⟨

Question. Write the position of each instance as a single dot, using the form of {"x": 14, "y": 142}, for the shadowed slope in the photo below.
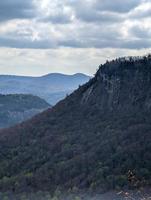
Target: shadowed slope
{"x": 89, "y": 140}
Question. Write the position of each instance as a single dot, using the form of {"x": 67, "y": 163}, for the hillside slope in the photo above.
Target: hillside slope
{"x": 19, "y": 107}
{"x": 51, "y": 87}
{"x": 95, "y": 138}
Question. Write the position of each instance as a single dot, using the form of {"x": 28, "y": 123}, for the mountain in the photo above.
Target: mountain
{"x": 98, "y": 138}
{"x": 52, "y": 87}
{"x": 15, "y": 108}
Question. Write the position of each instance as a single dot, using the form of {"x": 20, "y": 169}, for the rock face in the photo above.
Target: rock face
{"x": 17, "y": 108}
{"x": 99, "y": 137}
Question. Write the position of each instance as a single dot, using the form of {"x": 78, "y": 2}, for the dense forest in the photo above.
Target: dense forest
{"x": 15, "y": 108}
{"x": 97, "y": 139}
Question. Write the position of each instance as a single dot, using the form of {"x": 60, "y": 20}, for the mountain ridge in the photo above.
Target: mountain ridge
{"x": 51, "y": 87}
{"x": 90, "y": 140}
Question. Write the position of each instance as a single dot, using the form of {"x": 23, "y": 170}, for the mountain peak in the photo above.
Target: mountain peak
{"x": 90, "y": 140}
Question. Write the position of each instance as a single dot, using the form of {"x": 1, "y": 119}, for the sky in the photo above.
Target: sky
{"x": 70, "y": 36}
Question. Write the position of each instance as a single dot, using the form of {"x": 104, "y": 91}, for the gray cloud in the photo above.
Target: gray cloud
{"x": 13, "y": 9}
{"x": 26, "y": 44}
{"x": 76, "y": 24}
{"x": 116, "y": 5}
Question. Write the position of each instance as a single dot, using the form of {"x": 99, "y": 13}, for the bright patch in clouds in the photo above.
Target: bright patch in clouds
{"x": 69, "y": 36}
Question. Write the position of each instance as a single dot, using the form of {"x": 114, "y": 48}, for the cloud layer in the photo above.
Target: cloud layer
{"x": 90, "y": 25}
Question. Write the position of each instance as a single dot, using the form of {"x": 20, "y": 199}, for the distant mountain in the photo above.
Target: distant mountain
{"x": 98, "y": 138}
{"x": 18, "y": 107}
{"x": 52, "y": 87}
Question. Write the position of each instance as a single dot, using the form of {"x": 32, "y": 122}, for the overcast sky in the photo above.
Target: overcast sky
{"x": 69, "y": 36}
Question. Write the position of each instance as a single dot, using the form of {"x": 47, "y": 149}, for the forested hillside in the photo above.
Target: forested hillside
{"x": 19, "y": 107}
{"x": 51, "y": 87}
{"x": 98, "y": 138}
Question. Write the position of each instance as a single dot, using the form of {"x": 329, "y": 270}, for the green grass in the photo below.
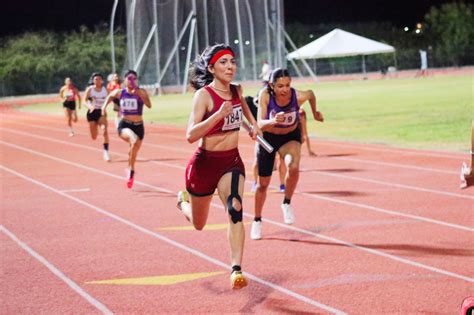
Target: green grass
{"x": 430, "y": 113}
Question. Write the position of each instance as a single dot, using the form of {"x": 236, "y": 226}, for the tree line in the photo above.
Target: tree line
{"x": 38, "y": 62}
{"x": 446, "y": 33}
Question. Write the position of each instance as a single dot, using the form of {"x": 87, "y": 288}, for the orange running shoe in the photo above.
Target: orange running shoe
{"x": 131, "y": 175}
{"x": 237, "y": 280}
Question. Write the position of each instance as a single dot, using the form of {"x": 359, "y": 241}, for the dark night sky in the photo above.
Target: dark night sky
{"x": 17, "y": 16}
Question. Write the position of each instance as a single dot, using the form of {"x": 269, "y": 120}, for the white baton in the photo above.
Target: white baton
{"x": 260, "y": 139}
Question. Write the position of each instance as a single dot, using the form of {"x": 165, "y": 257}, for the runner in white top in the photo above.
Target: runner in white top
{"x": 94, "y": 99}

⟩

**Work to complete:**
Copy each line of the entries in which the string "below" is found.

**Solution for this problem:**
Question. Write the position of each instance as a single dot, using the form of {"x": 14, "y": 142}, for the shadowed slope in the photo below.
Question. Write the position of each instance as a single dot, using the form of {"x": 329, "y": 270}, for the green grass in the photo below.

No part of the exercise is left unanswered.